»»
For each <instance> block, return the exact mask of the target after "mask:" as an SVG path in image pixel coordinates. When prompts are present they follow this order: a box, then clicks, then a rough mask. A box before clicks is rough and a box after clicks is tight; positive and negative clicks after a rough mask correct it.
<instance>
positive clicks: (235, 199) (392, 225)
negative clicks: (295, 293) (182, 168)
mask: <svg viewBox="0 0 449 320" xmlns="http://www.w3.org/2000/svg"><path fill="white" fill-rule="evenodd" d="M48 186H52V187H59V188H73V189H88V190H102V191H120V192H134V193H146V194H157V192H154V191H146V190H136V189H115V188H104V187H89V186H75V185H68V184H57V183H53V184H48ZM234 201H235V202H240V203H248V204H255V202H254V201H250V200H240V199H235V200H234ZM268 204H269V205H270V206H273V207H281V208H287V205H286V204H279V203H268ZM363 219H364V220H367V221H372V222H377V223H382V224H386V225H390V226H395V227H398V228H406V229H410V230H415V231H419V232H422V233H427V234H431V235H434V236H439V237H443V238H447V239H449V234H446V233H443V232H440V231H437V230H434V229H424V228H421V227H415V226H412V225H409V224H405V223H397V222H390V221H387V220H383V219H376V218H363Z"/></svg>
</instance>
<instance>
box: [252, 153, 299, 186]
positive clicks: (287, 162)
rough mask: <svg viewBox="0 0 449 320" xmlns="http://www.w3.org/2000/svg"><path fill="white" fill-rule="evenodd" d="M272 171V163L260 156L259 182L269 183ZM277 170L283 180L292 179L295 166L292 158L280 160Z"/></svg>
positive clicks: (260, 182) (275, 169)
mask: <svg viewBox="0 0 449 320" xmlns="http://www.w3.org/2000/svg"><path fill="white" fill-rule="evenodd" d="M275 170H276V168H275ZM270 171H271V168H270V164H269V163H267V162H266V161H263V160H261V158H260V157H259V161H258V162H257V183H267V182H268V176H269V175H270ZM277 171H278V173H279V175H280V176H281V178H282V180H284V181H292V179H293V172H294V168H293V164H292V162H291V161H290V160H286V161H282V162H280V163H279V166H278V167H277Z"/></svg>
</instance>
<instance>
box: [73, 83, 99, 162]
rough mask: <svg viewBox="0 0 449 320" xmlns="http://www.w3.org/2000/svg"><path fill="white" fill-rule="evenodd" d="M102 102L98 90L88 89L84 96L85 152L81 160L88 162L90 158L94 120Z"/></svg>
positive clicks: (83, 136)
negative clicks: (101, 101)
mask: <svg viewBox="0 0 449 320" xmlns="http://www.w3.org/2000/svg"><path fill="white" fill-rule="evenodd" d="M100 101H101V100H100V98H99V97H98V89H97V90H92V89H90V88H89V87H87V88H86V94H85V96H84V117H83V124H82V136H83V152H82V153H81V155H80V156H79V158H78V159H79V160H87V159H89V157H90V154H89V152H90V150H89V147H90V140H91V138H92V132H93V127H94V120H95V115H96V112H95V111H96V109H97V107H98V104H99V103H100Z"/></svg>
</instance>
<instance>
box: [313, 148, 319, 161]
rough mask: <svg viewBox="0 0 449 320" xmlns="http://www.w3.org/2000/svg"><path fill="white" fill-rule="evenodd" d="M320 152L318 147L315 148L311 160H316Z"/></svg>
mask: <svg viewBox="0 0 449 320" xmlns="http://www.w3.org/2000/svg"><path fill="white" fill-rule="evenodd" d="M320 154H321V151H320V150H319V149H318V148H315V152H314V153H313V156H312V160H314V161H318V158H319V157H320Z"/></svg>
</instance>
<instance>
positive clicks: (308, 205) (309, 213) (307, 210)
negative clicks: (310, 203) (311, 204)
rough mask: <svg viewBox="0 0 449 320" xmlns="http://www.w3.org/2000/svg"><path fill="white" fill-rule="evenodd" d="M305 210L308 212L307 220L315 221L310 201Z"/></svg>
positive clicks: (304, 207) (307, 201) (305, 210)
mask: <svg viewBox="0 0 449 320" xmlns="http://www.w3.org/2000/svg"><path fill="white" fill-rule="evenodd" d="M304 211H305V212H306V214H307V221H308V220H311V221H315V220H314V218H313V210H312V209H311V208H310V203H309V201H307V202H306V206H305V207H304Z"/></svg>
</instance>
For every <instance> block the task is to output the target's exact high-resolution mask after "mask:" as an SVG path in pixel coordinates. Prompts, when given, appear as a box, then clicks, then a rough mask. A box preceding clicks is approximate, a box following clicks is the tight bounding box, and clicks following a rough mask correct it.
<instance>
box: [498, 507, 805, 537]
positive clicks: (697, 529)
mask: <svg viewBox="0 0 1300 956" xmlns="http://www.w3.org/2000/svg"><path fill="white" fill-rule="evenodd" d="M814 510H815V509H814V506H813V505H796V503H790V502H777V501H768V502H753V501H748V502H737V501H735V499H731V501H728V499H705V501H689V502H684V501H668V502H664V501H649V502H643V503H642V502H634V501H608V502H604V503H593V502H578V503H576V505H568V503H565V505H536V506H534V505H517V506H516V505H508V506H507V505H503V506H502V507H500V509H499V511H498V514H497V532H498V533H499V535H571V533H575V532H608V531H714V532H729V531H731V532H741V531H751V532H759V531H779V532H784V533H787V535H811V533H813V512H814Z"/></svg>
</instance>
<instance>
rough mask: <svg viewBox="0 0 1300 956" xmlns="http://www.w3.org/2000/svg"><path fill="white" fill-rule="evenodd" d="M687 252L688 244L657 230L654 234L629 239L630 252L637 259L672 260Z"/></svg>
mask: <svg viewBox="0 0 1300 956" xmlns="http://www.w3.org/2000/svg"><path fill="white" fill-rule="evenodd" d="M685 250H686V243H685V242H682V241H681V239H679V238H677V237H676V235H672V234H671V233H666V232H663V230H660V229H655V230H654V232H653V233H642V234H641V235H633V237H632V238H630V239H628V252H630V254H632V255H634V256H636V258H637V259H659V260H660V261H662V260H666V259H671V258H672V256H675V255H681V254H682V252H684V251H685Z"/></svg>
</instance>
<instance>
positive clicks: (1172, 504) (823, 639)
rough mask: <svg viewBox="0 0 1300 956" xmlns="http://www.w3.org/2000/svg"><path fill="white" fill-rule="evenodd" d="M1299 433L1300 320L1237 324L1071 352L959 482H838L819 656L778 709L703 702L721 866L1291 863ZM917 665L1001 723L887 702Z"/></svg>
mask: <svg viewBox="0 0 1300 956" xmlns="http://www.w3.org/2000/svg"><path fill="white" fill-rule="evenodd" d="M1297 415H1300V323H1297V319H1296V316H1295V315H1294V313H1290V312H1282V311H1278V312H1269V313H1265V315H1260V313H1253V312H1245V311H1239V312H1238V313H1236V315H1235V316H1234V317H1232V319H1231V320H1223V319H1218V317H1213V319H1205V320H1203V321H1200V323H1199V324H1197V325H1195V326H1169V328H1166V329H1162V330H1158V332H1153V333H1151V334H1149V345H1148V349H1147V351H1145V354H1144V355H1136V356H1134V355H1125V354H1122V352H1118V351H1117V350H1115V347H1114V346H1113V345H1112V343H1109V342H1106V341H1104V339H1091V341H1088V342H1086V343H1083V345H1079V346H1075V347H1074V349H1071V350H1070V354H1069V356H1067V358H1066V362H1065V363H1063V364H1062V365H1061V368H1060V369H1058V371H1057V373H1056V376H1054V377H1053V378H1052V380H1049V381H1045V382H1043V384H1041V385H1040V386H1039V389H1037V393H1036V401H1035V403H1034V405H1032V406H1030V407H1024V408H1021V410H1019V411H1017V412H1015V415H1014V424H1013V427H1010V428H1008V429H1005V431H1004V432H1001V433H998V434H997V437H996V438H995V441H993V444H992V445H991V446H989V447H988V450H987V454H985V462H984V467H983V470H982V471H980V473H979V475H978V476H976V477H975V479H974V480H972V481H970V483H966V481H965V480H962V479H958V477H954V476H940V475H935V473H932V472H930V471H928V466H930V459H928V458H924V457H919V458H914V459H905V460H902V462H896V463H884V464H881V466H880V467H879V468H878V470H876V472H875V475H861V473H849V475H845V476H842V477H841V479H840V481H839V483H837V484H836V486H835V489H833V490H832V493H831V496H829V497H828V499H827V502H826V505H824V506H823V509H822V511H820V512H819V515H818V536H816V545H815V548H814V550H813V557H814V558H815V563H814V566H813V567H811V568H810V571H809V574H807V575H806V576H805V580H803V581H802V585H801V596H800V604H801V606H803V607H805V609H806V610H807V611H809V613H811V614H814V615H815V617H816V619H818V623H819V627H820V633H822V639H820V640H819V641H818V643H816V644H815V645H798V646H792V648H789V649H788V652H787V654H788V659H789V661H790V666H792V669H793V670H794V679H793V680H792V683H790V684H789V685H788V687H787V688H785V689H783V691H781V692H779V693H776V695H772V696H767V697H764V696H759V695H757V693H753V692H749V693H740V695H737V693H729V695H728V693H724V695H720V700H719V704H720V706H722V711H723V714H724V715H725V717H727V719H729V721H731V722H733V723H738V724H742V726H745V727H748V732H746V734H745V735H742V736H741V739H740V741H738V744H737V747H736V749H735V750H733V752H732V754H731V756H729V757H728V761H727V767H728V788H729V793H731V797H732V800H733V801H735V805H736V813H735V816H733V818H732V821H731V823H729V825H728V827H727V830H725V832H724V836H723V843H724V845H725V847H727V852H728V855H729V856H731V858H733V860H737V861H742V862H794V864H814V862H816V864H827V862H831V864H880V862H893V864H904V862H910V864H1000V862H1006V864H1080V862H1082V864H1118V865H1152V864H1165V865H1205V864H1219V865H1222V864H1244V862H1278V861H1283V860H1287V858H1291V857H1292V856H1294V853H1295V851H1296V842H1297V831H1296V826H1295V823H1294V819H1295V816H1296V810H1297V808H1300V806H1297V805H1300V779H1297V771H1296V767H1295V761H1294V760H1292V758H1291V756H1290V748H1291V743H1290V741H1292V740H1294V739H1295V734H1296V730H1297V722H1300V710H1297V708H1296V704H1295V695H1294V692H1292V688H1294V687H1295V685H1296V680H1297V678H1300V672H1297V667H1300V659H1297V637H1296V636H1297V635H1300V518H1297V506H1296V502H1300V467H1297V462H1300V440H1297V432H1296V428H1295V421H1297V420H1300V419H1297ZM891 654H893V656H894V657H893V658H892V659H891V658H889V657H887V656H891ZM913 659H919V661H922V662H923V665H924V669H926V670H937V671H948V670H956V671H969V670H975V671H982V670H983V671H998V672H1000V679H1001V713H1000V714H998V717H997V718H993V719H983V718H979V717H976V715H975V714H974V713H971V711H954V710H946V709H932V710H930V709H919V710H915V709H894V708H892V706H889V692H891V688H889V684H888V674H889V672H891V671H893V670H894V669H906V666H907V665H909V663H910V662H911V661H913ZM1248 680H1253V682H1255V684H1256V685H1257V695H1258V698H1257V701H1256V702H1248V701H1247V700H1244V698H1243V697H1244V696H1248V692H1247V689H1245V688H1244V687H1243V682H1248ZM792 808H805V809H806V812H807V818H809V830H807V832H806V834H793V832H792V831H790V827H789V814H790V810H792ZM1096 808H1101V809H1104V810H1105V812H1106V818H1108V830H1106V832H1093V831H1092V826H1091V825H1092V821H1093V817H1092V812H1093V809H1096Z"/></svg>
««
▶ **Task description**: All that is needed is the exact run of lines above from the line containing "box: [252, 153, 299, 186]" through the line containing "171V163L260 156L259 182L269", both of them included.

▶ **Answer to this exercise**:
box: [252, 153, 299, 186]
positive clicks: (287, 162)
rough mask: <svg viewBox="0 0 449 320" xmlns="http://www.w3.org/2000/svg"><path fill="white" fill-rule="evenodd" d="M272 171V163L260 156L259 182L269 183ZM277 170L283 180L292 179L295 166L292 158L280 160Z"/></svg>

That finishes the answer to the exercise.